Market slump continues despite large Fed rate cut
NEW YORK – Despite a historic Federal Reserve cut of the nation’s benchmark interest rate to nearly zero, the U.S. stock market continued in its coronavirus-spurred slump Monday.
On Sunday, the Federal Open Market Committee voted to lower the short-term interest rate by a full percentage point to a range of zero to 0.25%. That decision came less than two weeks after the Fed made a 0.5% cut to the benchmark rate as the coronavirus appeared to spread outside of China.
With more than 4,100 cases in the U.S. today, monetary leaders are seeking to combat the widespread economic impact that coronavirus has wrought. The pandemic has created both a supply-side shock, as factories and supply chains shut down, and a demand-side shock, as citizens are encouraged to isolate themselves and not patronize many of the service businesses they normally would.
The cut by the 10-member FOMC on Sunday was not unanimous, as Federal Reserve Bank of Cleveland President and CEO Loretta J. Mester voted against it, preferring to set a range of 0.5% to 0.75%. The committee decided to the cancel its scheduled March 17-18 meeting.
“The effects of the coronavirus will weigh on economic activity in the near term and pose risks to the economic outlook,” the Fed wrote in declaring its rate cut. “The committee expects to maintain this target range until it is confident that the economy has weathered recent events and is on track to achieve its maximum employment and price stability goals.”
In addition to the steepest one-time cut since the 2008 financial crisis, the Fed announced an investment of $700 billion in Treasury or mortgage-backed securities as the Fed looks to inject some life into the economic markets.
Investors weren’t swayed, with trading halted less than a minute into Monday’s market after the S&P 500 fell 8% triggering a “circuit breaker” that stops trading for 15 minutes. After it resumed, the markets weren’t encouraged as manufacturing and investment stats in China were down considerably last month from estimates.
The S&P 500 ended Monday down more than 12% as the bear market worsened. Delaware’s publicly traded companies took a hit in the falling market, with financial stocks like The Bancorp (30%), WSFS (19%) and Sallie Mae (17%) leading those losses.
A 4 p.m. press conference from President Donald Trump, who warned that the COVID-19 pandemic may last as long as August, will likely do little to settle jitters in the market, with futures trading toward floor levels Monday night.
Fed Chairman Jerome Powell may be running out of tools to deploy in the fight to bolster the economy, telling reporters Sunday night that he didn’t see negative interest rates “to be an appropriate policy response here in the United States.”
He argued that the Fed’s ability to pump dollars into the securities market would help bolster the stock market and support the paychecks for Main Street America. He conceded that the Fed didn’t have tools to directly aid households though, saying that ability largely fell to other federal and state agencies.
“It’s true we don’t have the tools to reach individuals and particularly small businesses, and other businesses, and people who may be out of work, or whose businesses may experience a period of very low activity. We don’t have those tools. We have the tools that we have, and we use them. I think we’ve used them quite aggressively for the benefit of the public,” he said.
For Luke Tilley, chief economist for Wilmington Trust, the Fed’s actions were “necessary, but not sufficient to keep the economy from sliding into an extended downturn.”
“Ultimately the success of the disease mitigation effort and the federal fiscal response will be critical in the outcome,” he wrote to investors March 15.

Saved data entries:
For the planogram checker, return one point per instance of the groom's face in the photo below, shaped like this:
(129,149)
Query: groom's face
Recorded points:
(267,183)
* * *
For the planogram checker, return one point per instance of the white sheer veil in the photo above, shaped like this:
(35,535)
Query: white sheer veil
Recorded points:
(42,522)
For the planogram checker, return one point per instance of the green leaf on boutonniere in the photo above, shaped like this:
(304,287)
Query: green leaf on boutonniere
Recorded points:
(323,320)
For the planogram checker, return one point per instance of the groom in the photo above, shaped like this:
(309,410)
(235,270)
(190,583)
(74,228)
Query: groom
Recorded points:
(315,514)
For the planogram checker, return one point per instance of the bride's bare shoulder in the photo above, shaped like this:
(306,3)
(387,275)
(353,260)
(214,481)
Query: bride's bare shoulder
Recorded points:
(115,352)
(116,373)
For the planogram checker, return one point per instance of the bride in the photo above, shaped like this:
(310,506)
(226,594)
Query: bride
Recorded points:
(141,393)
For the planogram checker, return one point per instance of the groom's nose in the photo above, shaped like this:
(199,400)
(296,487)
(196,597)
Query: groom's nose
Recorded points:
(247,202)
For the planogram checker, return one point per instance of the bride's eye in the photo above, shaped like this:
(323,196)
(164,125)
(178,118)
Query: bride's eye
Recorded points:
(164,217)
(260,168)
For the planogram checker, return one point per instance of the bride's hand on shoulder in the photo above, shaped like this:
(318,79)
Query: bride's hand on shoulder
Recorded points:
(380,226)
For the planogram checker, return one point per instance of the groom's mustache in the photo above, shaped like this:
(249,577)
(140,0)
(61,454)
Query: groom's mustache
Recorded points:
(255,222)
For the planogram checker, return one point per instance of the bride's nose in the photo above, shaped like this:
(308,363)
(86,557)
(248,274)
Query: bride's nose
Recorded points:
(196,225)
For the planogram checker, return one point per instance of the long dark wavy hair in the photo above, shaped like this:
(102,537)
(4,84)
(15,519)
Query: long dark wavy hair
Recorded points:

## YOUR TASK
Please transcribe the part of the article on the Fed rate cut from "On Sunday, the" to "outside of China.".

## EXERCISE RESPONSE
On Sunday, the Federal Open Market Committee voted to lower the short-term interest rate by a full percentage point to a range of zero to 0.25%. That decision came less than two weeks after the Fed made a 0.5% cut to the benchmark rate as the coronavirus appeared to spread outside of China.